### REQUIRED ACTION
Write out the line that contains "Target: crocodile hind leg" and every line after it through the end of the entries, exactly as given and with no other lines.

### Point-per-instance localization data
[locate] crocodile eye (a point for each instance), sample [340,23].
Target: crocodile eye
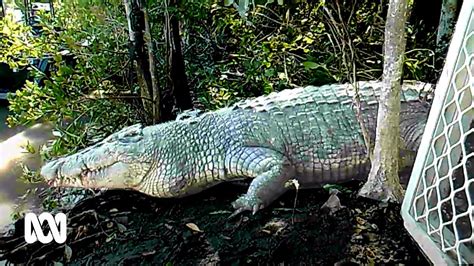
[131,134]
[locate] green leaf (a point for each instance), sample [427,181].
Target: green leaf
[310,65]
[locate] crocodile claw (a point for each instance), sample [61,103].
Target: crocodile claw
[246,203]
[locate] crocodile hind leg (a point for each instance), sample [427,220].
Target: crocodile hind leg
[270,170]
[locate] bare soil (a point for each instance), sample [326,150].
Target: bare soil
[123,227]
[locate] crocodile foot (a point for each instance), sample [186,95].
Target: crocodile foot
[247,203]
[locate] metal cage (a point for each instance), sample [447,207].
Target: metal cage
[438,208]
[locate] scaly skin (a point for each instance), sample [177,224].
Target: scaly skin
[310,134]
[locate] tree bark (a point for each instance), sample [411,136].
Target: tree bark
[177,79]
[447,21]
[383,182]
[141,52]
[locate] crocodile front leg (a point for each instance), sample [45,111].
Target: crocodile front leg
[270,170]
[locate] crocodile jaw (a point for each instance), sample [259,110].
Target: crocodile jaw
[114,162]
[62,174]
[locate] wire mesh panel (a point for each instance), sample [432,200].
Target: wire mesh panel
[438,207]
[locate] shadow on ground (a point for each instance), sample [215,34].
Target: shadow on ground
[130,228]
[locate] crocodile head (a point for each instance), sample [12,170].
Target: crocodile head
[121,160]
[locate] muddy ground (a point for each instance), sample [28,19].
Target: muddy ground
[121,227]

### RESPONSE BOX
Target: crocodile hind leg
[270,170]
[locate] bare soil (a point for each instance), sample [326,150].
Target: bare soil
[123,227]
[locate] crocodile foot (a point for each instance), sample [186,95].
Target: crocodile foot
[247,203]
[locate] metal cage (a point for each instance), sample [447,207].
Target: metal cage
[438,208]
[locate] scaly skin (a point for each instance), sample [177,224].
Target: scaly skin
[310,134]
[locate] tree bark (a point for each instance), sample [411,136].
Target: tree bark
[177,79]
[447,21]
[383,182]
[141,52]
[locate] crocodile front leg (a point for each instance), sample [45,111].
Target: crocodile front leg
[270,170]
[locate] crocodile jaw (a point for each instance), sample [259,110].
Target: crocodile jaw
[114,162]
[62,174]
[locate] wire mesh panel (a point for each instance), sample [432,200].
Target: wire mesh panel
[438,207]
[locate] shadow on ground (a point for each instance), sample [215,34].
Target: shadow on ground
[130,228]
[locate] crocodile head (a point for each instance), sample [12,170].
Target: crocodile head
[121,160]
[locate] muddy ground (a point for each instance), sample [28,19].
Target: muddy ground
[121,227]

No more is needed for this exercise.